What you will do: Every line of the material is to be set down exactly as written.

Records for this task:

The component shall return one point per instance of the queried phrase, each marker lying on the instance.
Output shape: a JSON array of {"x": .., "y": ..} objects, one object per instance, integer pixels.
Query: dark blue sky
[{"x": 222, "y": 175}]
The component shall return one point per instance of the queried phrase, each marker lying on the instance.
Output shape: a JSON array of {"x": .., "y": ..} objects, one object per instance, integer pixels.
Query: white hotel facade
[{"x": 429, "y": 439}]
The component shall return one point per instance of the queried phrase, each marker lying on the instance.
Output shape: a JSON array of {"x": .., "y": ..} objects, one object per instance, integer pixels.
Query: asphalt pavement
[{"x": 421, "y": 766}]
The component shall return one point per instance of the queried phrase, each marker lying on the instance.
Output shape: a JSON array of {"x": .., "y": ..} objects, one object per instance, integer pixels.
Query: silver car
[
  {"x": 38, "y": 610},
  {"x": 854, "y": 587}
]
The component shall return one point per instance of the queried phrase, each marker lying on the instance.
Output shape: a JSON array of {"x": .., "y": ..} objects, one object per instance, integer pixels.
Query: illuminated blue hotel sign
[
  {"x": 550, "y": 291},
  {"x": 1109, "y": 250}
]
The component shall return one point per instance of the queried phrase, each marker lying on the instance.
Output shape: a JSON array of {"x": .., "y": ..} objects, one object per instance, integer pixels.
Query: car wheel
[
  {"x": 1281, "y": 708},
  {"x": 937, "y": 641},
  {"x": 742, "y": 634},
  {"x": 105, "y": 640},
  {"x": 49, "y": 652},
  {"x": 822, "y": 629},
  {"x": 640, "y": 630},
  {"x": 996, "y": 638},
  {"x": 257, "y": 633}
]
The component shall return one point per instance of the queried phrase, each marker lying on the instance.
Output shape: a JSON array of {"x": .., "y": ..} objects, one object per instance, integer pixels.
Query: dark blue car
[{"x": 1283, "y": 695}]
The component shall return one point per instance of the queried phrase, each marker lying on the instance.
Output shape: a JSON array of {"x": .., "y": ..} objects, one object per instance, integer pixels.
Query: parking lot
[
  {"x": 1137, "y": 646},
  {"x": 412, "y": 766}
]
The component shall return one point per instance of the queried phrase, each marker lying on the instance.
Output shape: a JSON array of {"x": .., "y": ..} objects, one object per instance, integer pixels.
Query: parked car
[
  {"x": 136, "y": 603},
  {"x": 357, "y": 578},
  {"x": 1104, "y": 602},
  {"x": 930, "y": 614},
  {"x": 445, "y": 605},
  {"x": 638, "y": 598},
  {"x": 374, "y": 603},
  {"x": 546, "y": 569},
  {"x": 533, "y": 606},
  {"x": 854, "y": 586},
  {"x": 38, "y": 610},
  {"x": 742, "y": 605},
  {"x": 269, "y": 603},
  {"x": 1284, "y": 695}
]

Task response:
The component shall return one point per instance of the queried phrase, each marker lying on the instance.
Output shape: a JSON array of {"x": .., "y": ..} objects, one object per instance, integer pixels.
Query: dark blue sky
[{"x": 222, "y": 175}]
The component shall return one point per instance of the queried phrase, each marker lying on the instance.
Output shape: a JSON array of {"x": .., "y": ..} objects, one object per instance, integer pixels.
Query: white hotel facade
[{"x": 429, "y": 439}]
The component shall return one point per instance of the queried phrase, each marker lying on the instance.
Output shape: a JSON array of {"x": .., "y": ..} objects, one object per instance, integer pixels.
Query: asphalt pavement
[{"x": 421, "y": 766}]
The component shall return one point per instance of the queried phrase, each marker lying on the instance.
Output shape: a JSON array of {"x": .., "y": ..} objects, one object per instance, integer pixels.
Query: silver car
[
  {"x": 38, "y": 610},
  {"x": 854, "y": 587}
]
The component shall return one point per instance of the queried phrase, each marker lying on the instance.
Output shape: a JSON array of {"x": .., "y": ..} objects, one object per instance, integer pixels.
Query: illuminated blue hotel sign
[
  {"x": 550, "y": 291},
  {"x": 1109, "y": 250}
]
The component shall return one point per instance of the queried phrase, each marker lying on the instance.
Output shape: a JSON array of {"x": .., "y": ..} objects, one object per instance, integer pixels.
Query: car wheel
[
  {"x": 1281, "y": 708},
  {"x": 937, "y": 641},
  {"x": 742, "y": 634},
  {"x": 105, "y": 640},
  {"x": 49, "y": 652},
  {"x": 822, "y": 629},
  {"x": 640, "y": 630},
  {"x": 996, "y": 638},
  {"x": 257, "y": 633}
]
The component shall return one point per instance of the queried phrase, each marker lying on the instance.
Output shape: a JSON array of {"x": .., "y": ..} objects, one object per instance, integer pixels.
Query: dark blue car
[{"x": 1283, "y": 695}]
The component shall return one point per instance of the queried phrase, each marker lying on the instance.
Output shape: a JSON array of {"x": .., "y": ..} objects, one object per instance, integer pixels.
Query: parking lot
[
  {"x": 1137, "y": 646},
  {"x": 412, "y": 766}
]
The component shall return one point per instance of the queried phrase, each marker lying on the instance.
Output shape: a JSON array of {"x": .., "y": ..} objects, one object per instance, integer pixels.
Query: parked car
[
  {"x": 136, "y": 603},
  {"x": 357, "y": 578},
  {"x": 1104, "y": 602},
  {"x": 930, "y": 614},
  {"x": 445, "y": 605},
  {"x": 638, "y": 598},
  {"x": 374, "y": 603},
  {"x": 546, "y": 569},
  {"x": 533, "y": 606},
  {"x": 854, "y": 586},
  {"x": 38, "y": 610},
  {"x": 742, "y": 605},
  {"x": 269, "y": 603},
  {"x": 1284, "y": 695}
]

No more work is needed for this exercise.